**DER TEXT**.
„Pest und Cholera?“

Oder: Wer regiert demnächst die BRD?

Der Artikel „Im Wartestand“ von Georg Fülberth in der gestrigen „jungen Welt“ nimmt die Machtverhältnisse in der derzeitigen politischen Landschaft auf Bundesebene in den Blick. – Sein Tenor: Wenn sich nicht viel an den Wahlprozenten ändern sollte, wird es auf eine „Jamaika“-Koalition (CDU/CSU + Grüne, mit oder ohne FDP – die Inhalte wären fast dieselben!) hinauslaufen. – Nun, die „Grünen“ laufen sich ja dafür bereits warm. Soziale Gerechtigkeit spielt dabei keine Hauptrolle – und eine EU-Armee oder kräftiges Russland-Bashing ist für die Ex-Friedenspartei bereits gebongt.

Wie wenig „grün“ eine solche Konstellation sein kann, lässt sich in Schleswig-Holstein studieren: Da wird ein Abschiebeknast beschlossen, die fernstraßenfixierte Verkehrspolitik bleibt, keine Wende in der Wohnungspolitik – und als selbst gemachter „Höhepunkt“ fahren die Grünen bei der Lagerung von schwach strahlendem AKW-Abfall eine konzernfreundliche Entlastungspolitik – gegen den Willen von dort lebenden Menschen. – Habeck hat’s möglich gemacht, und bis heute ist keine Umkehr in Sicht. Aus bürgerlicher Sicht läuft also „alles gut“…

Was aber wäre mit der Option Grün-Rot-Rot (GR2), am wahrscheinlichsten unter grüner KanzlerInnenschaft? – Sie dürfte für die Grünen weniger attraktiv sein als „Jamaika“, denn sie könnten von „links“ mit sozial- und friedenspolitischen Themen konfrontiert werden, die ihnen das Leben schwer machen könnten… Für die zurzeit starken Grünen sicherlich keine Herzensangelegenheit, und rein rechnerisch besteht diese Option zurzeit auch gar nicht… Schließlich ist auch die heruntergewirtschaftete SPD weiterhin kein stabilisierender Faktor. Auch G. Fülberth gibt dieser Konstellation nur wenige Chancen.

Eine GR2-Koalition könnte aber vor allem für DIE LINKE gefährlich werden, egal wie „links“ sie dort anträte. Als Juniorpartnerin hätte sie wohl über einen „Versuch“ hinaus keine Chance auf eine dauerhafte Machtoption. Schmerzhafte Kompromisse und falsche Positionierungen haben die Linkspartei bereits auf Länderebene mehrmals (und zu Recht!) geschwächt – z.B. beim Berliner Wohnungsausverkauf Anfang der 2000er Jahre (ein Fehltritt, dessen Reparatur die derzeitige rot-rot-grüne Stadtregierung nun nicht nur finanziell teuer zu stehen kommt!) oder beim Brandenburger Polizeigesetz, um nur wenige „Klingensprünge“ zu nennen, Dass die Berliner Linkspartei nun auch noch eine drohende Privatisierung der S-Bahn mitträgt, könnte den „Roten“ wiederum eine Rote Karte bescheren.

**WAS ZU TUN IST**.
Schreib den Kommentar über mögliche Regierungskoalitionen im Bund nach seinem letzten Satz weiter. Das Material hat damit nichts zu tun.

**VORLIEGENDES MATERIAL**.
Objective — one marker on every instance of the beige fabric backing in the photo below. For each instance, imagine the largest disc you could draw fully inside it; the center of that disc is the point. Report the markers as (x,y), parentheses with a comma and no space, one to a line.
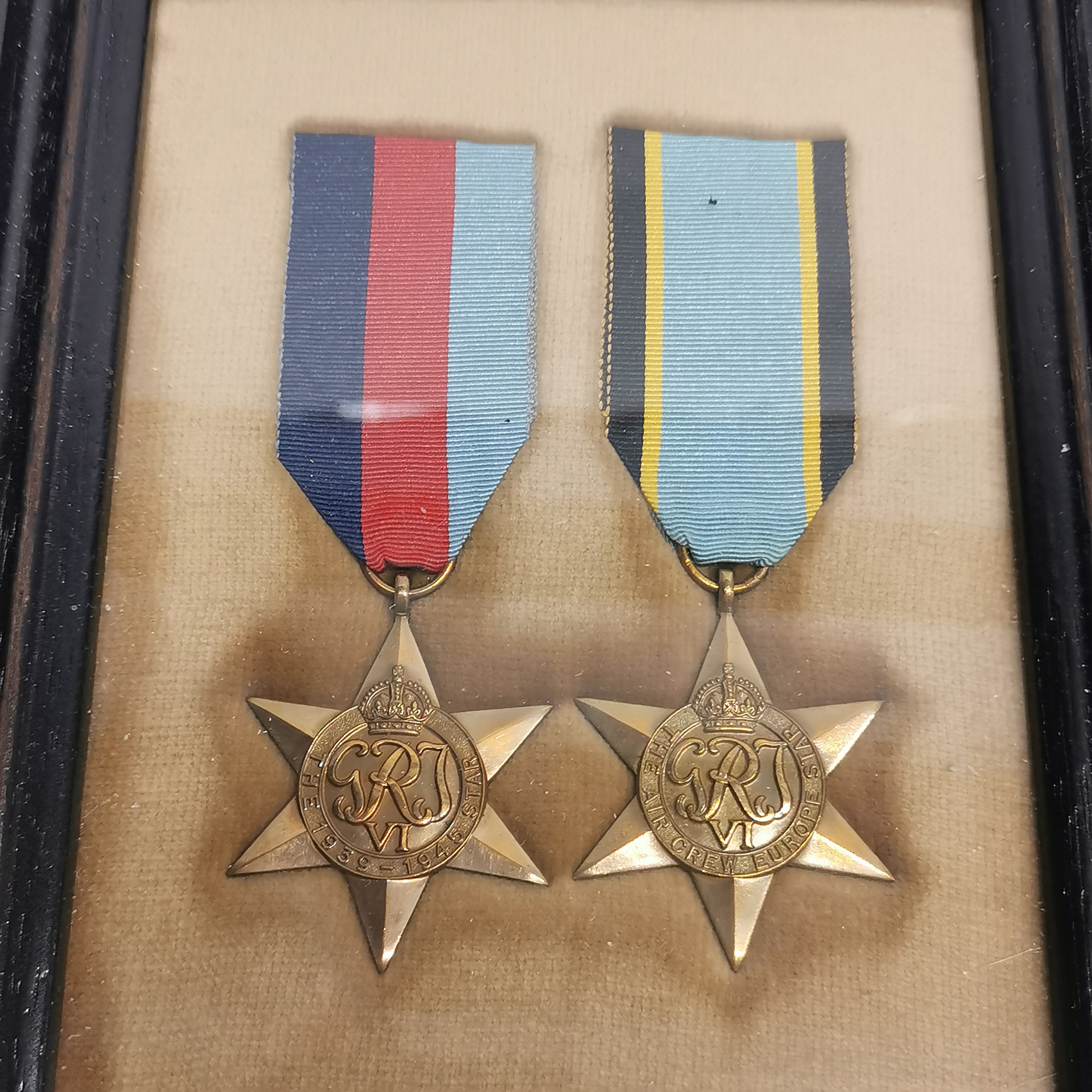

**ERGEBNIS**.
Nein, „Koalitionskummer lohnt sich nicht“ für DIE LINKE – und auf Bundesebene käme bei GR2  ihre sozial- und friedenspolitische Kompetenz wohl schnell unter die Räder. Eine notwendige sozialpolitische Wende wird mit den Grünen nicht zu machen sein – und allzu viele faule Kompromisse auf diesem Gebiet dürfte die Linkspartei nicht aushalten können. Ihre größten Erfolge hat DIE LINKE übrigens zumeist aus einer starken, eindeutigen Oppositionsrolle heraus erzielt – für die Bundesebene galt dies bis 2017 allemal.

Bliebe noch die „tiefschwarze Mehrheit“ aus CDU/CSU und der rechtsextremen AfD. Sie könnte rein rechnerisch möglich werden, auch wenn sie derzeit eher unwahrscheinlich erscheint. Doch die Versuche einiger CDU-Funktionäre (insbesondere im Osten, wo die AfD überdimensional stark geworden ist), diese Option medial immer wieder ins Spiel zu bringen, lassen ernsthafte Befürchtungen aufkommen, wie anfällig sich das bürgerliche Lager für Rechts-Koalitionen erweisen könnte. Da scheinen auch historische Erfahrungen, wie 1933 beim Nazi-Ermächtigungsgesetz (für das Konservative und Liberale die Hände gehoben hatten), nicht mehr als Signal für eine notwendige Abgrenzung gegen Rechts zu gelten.

So bleibt eine Jamaika-Zukunft wohl das weitaus kleinere Übel, auch wenn von dieser (wie bei der jetzigen GroKo) sozialpolitisch keine Weitwürfe zu erwarten sind, auch wenn es bei einer Militarisierung der Politik bliebe, auch wenn an der Profit-Dominanz der Konzerne und Banken nicht gekratzt würde (und damit die Voraussetzungen für Ungleichheit, Armut, Kriege und Flucht erhalten blieben). – Das sind keine guten Aussichten…!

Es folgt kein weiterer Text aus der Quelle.